##### Records for the task

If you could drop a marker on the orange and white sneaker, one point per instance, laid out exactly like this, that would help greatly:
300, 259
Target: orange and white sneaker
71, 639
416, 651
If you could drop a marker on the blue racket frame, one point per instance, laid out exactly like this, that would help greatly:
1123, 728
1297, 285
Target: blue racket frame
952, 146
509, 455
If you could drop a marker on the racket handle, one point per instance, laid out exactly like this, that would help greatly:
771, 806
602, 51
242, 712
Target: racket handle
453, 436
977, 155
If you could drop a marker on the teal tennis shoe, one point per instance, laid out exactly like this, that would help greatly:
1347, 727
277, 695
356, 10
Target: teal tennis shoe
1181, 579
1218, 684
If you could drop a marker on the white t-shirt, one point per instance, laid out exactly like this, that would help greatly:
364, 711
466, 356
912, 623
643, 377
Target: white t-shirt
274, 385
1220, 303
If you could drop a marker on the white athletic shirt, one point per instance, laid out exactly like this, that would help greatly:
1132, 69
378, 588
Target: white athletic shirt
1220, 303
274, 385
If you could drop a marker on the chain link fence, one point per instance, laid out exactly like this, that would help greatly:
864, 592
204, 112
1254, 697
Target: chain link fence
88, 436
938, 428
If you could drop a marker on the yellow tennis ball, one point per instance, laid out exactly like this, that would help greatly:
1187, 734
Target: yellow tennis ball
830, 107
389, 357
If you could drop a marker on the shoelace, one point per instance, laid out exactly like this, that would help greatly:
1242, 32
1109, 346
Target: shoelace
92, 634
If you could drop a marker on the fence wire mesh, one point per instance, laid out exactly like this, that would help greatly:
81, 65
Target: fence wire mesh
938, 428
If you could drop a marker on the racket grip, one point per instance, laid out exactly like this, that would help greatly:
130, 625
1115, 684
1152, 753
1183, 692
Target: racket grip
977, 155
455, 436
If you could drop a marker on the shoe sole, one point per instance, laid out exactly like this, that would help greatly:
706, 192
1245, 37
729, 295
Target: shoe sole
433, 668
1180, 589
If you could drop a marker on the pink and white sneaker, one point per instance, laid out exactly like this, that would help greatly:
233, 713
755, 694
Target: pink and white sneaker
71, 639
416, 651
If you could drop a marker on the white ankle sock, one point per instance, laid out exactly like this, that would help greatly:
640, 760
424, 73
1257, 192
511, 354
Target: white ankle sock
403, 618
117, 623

##########

* **Exercise directions**:
Print from the line containing "If you could drop a marker on the shoe sole, one" to the last line above, exactly as written.

* **Response for this exercise**:
If you could drop a marker on the shoe sole, one point per instance, laid out exactly like this, that would help greatly:
706, 192
1245, 37
729, 295
Target: shoe sole
433, 668
1180, 589
If you could drop a marker on the pink and white sneaker, one point per instance, laid out exactly like this, that would help greatly:
233, 713
755, 694
Target: pink and white sneaker
71, 639
416, 651
If you could drop a marker on the white ankle sock, one point per instance, laid out exactly like this, that would help greatly:
640, 760
424, 73
1257, 192
511, 354
Target: white ankle sock
403, 618
117, 623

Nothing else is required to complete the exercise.